• PROBLEM TO WORK ON: Return, word for word, every line that follows.

• INPUT ROWS:
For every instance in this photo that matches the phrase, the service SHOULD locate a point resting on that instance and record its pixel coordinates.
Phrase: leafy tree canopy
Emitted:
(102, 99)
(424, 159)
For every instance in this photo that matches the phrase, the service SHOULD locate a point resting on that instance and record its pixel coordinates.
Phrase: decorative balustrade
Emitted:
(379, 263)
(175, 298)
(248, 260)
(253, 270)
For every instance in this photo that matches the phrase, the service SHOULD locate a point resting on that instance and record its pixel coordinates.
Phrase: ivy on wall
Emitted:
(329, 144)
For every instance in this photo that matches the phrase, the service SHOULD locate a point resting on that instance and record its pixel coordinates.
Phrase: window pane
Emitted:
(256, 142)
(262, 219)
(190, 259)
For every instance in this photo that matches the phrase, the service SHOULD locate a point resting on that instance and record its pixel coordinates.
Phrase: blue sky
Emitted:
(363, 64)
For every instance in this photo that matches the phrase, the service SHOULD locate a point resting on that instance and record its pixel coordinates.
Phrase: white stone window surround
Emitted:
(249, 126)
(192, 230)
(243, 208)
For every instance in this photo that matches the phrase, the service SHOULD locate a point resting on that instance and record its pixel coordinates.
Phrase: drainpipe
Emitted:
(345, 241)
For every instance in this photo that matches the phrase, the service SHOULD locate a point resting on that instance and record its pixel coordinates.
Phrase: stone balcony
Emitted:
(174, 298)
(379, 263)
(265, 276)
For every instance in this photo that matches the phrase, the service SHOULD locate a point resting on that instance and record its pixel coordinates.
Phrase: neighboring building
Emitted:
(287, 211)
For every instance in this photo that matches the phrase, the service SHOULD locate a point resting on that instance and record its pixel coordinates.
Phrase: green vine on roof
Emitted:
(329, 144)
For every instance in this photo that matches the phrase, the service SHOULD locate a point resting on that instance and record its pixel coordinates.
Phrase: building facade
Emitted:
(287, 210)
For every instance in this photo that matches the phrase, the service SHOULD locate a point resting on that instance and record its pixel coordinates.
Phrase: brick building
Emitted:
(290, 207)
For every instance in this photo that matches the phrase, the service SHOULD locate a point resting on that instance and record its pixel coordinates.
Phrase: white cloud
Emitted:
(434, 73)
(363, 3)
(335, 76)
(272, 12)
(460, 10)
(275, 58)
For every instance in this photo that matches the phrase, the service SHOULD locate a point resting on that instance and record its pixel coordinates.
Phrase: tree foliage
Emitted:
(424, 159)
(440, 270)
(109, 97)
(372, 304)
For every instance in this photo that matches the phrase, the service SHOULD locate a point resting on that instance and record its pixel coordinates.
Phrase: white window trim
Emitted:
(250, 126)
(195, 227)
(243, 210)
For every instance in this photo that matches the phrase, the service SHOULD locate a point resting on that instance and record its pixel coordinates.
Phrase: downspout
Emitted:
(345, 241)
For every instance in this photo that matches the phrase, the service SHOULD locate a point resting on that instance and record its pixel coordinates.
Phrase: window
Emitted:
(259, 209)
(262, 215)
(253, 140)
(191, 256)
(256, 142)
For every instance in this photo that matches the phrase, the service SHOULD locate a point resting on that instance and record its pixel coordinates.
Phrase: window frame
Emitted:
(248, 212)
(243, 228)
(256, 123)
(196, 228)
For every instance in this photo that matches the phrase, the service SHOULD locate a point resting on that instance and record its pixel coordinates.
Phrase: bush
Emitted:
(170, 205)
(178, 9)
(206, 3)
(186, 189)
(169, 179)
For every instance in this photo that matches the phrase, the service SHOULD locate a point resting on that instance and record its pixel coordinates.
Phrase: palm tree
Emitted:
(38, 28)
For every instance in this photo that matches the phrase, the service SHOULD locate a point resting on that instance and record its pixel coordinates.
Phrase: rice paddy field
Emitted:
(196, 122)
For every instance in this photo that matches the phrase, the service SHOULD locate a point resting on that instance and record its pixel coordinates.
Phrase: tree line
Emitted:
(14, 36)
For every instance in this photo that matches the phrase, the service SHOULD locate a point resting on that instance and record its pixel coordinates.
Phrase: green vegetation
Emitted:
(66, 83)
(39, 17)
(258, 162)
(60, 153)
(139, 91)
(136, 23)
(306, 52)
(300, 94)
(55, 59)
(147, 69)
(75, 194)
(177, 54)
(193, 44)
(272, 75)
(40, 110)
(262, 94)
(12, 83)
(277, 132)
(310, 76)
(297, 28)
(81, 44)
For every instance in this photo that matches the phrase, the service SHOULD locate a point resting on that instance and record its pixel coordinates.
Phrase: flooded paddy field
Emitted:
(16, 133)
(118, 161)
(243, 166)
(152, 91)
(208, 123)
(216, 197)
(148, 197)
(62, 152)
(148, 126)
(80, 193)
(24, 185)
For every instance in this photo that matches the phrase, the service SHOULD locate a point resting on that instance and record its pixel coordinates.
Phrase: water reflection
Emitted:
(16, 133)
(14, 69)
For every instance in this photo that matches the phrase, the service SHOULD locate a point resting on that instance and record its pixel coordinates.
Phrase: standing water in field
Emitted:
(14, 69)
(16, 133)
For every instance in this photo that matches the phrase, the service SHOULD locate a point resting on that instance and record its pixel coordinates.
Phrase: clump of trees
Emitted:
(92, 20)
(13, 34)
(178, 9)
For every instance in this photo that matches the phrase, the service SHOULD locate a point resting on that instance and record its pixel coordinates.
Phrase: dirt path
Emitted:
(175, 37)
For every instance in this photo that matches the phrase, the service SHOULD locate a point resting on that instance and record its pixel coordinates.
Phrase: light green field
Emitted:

• PROBLEM SOLUTION:
For every instance in this photo that matches the phrase, the service SHOULD locate a point resting on that instance and record its pixel coordinates.
Phrase: leafy tree canopy
Emitted:
(102, 99)
(424, 159)
For every instance in this photo that matches the phrase, the service SHOULD locate a point resting on that instance and record its pixel coordinates.
Phrase: decorative balustrade
Emitted:
(379, 263)
(175, 298)
(248, 260)
(253, 270)
For every instance in this photo that matches the phrase, the service SHOULD locate a point resting on that instance and record its pixel coordinates.
Phrase: ivy on wall
Emitted:
(329, 144)
For every instance in this photo that matches the phrase, the service SHOULD locate a point resting on that instance and record its pixel coordinates.
Phrase: window pane
Emitted:
(256, 142)
(262, 219)
(190, 259)
For every instance in this photo that matches the phrase, the service SHOULD locate a point resting on that instance and record its pixel coordinates.
Phrase: blue sky
Emitted:
(363, 64)
For every instance in this photo that matches the phrase, the service SHOULD locate a point resting on that instance and record its pixel coordinates.
Phrase: white stone window surround
Emitted:
(249, 126)
(192, 230)
(243, 208)
For every instance in this photo that matches the phrase, the service SHOULD locate a point resting on that instance and record its pixel coordinates.
Phrase: drainpipe
Emitted:
(345, 241)
For every instance in this photo that matches the phrase, the service SHOULD locate a point resting on that instance and record its pixel coordinates.
Phrase: stone balcony
Emitted:
(174, 298)
(379, 263)
(265, 276)
For every instance in this photo that matches the phrase, the service SHOULD locate a point resting on that instance and record its pixel coordinates.
Phrase: neighboring building
Emitted:
(287, 211)
For every instance in this photo that matches the phrase, the service SHOULD locate a point resting on that instance and record its pixel coordinates.
Phrase: green vine on roof
Emitted:
(329, 144)
For every instance in this photo that matches the phrase, the service SHOULD locate a point resting on that instance and record its pixel coordinates.
Phrase: building facade
Emitted:
(287, 210)
For every instance in this photo that matches the phrase, the service SHOULD locate a point resting on that instance and record its pixel coordinates.
Phrase: brick building
Emitted:
(290, 207)
For every instance in this photo that matches the phrase, the service SHOULD locate a point resting on that instance and record its pixel coordinates.
Phrase: white cloud
Emitted:
(434, 73)
(363, 3)
(335, 76)
(272, 12)
(460, 10)
(275, 58)
For every instance in this photo that matches the phrase, the service SHOULD locate a point resting on that instance and record its pixel coordinates.
Phrase: tree foliage
Emitted:
(424, 159)
(440, 270)
(109, 97)
(372, 304)
For every instance in this photo that matches the phrase, the service SHOULD locate a point resting on that instance and record its pixel coordinates.
Phrase: white window trim
Emitted:
(250, 126)
(195, 227)
(243, 210)
For every instance in this photo that matches the phrase, the service SHOULD locate a point resting on that instance and record its pixel coordinates.
Phrase: downspout
Emitted:
(345, 241)
For every instance in this photo that matches the phrase, the service SHOULD locate a point resting on that instance and record its pixel coordinates.
Phrase: window
Emitted:
(259, 209)
(262, 215)
(253, 140)
(191, 256)
(256, 142)
For every instance in this photo that matches the phrase, the service SHOULD locate a point resting on that instance and record its pixel coordinates.
Phrase: window frame
Emitted:
(248, 212)
(243, 228)
(256, 123)
(196, 228)
For every instance in this photo that matches the phrase, the service SHOULD locate a point resting on that instance and record its pixel coordinates.
Phrase: bush
Emitted:
(170, 205)
(178, 9)
(206, 3)
(186, 189)
(169, 179)
For every instance in this photo that matches the phrase, the service SHOULD locate a point resting on that instance and record its pixel coordinates.
Phrase: palm tree
Emitted:
(38, 28)
For every instance in this photo that matches the phrase, the service SHOULD locate a point resting on that instance and record its pixel coordinates.
Phrase: rice paddy field
Emitted:
(196, 122)
For every instance in this photo that matches the phrase, the service SHOULD locate a point resting on that instance and record its pixel coordinates.
Phrase: tree line
Emitted:
(14, 36)
For every instance in this photo that matches the phrase, the service SHOULD locate a point resting on that instance and record its pixel coordinates.
Phrase: green vegetation
Emitted:
(66, 83)
(39, 17)
(258, 162)
(60, 153)
(139, 91)
(136, 23)
(306, 52)
(300, 94)
(55, 59)
(147, 69)
(75, 194)
(177, 54)
(193, 44)
(272, 75)
(40, 110)
(262, 94)
(12, 83)
(277, 132)
(310, 76)
(297, 28)
(81, 44)
For every instance in this photo that matches the phrase, the service SHOULD locate a point resting on that instance and record its pixel coordinates.
Phrase: flooded paddy field
Emitted:
(16, 133)
(118, 161)
(243, 166)
(152, 91)
(208, 123)
(216, 197)
(148, 197)
(62, 152)
(148, 126)
(80, 193)
(24, 185)
For every instance in this photo that matches the phrase, the service SHOULD locate a point resting on that instance and record its pixel coordinates.
Phrase: water reflection
Emitted:
(16, 133)
(14, 69)
For every instance in this photo that matches the phrase, the service SHOULD locate a point resting on that instance and record its pixel coordinates.
Phrase: standing water in field
Emitted:
(14, 69)
(16, 133)
For every instance in this photo that matches the phrase, the service SHOULD locate a point resting on that instance and record its pixel coordinates.
Phrase: clump of trees
Emitted:
(92, 20)
(13, 34)
(178, 9)
For every instance in this photo that matches the phrase, the service SHOULD locate a point resting on that instance and record its pixel coordinates.
Phrase: dirt path
Emitted:
(175, 37)
For every instance in this photo that matches the phrase, the service SHOULD locate a point resting on that instance and record its pixel coordinates.
Phrase: light green field
Emitted:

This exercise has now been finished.